* DIRECTIONS: Each of the entries should be retyped precisely as it appears.

———

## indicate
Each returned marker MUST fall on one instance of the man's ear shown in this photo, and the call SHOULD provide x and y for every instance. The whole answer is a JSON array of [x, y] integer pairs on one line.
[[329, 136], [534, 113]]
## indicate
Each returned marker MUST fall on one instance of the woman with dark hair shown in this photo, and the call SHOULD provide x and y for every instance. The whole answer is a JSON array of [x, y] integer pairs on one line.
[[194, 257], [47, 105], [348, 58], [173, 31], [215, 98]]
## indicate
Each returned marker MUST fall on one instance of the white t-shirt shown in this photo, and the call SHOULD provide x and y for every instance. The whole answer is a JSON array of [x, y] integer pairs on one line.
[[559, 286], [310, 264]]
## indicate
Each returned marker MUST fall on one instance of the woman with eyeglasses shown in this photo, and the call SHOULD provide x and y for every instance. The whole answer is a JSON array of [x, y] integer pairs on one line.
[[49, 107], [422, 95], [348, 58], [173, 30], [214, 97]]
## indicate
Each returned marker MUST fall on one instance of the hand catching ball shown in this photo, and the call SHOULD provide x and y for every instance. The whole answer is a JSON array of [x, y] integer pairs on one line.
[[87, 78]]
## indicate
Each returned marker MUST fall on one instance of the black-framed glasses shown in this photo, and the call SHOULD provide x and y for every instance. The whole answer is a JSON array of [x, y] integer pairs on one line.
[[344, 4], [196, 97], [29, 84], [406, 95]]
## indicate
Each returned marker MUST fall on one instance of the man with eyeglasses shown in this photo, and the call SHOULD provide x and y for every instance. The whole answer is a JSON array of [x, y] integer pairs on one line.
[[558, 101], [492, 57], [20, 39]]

———

* REPLY TO THE EXERCISE:
## indicate
Each returned marker MUST fall on one instance of the man's ear shown in this photo, and the call SHOULD provide x and y for every instance. The whole answer is a JSON array of [x, y] integer pairs on one line.
[[329, 136], [534, 113]]
## indicate
Each returned marker MUST fall on one instance of the woman with dark hair shown in this photo, and the call SHOULD provide x and y for every instance. The whole answer is a JSON array of [x, y] integer pairs on one line.
[[194, 257], [47, 105], [348, 58], [173, 31], [215, 98]]
## indicate
Each returned marker MUST fall on one instance of the white t-shirt shown in this photo, and the call SHOULD provide x and y for every instance. The whole answer is a JSON array of [x, y] integer pairs on one line.
[[559, 286], [310, 264]]
## indicate
Each returned marker MUST fall on one instance of the woman with eyeglasses shown in this photo, and the call SHOULD provide x and y for every instance. The whole answer is a JSON array of [x, y] integer pairs on one line.
[[49, 107], [422, 95], [348, 58], [173, 30], [214, 97]]
## indicate
Each returned marker MUST fall on one instance of the hand catching ball shown in this photo, and the call SHOULD provide x and y for every instance. The whole answer is a JSON array of [x, y] integer pairs on one line.
[[87, 78]]
## indicate
Each returned marker MUST fall on one instance of the black-framed glasses shown in this photo, and the call SHOULD provide x and y for every instance. The whole answer is a JSON array of [x, y] integer pairs on one line.
[[344, 4], [196, 97], [29, 84], [406, 95]]
## indicate
Each returned marker MUST fall on one instance of the man with eyeglasses shown in this photo, and the call SHOULD provide x and y for every instance. The whole answer is a JSON array of [x, y] integer pairs on one line.
[[558, 101], [492, 57], [20, 39]]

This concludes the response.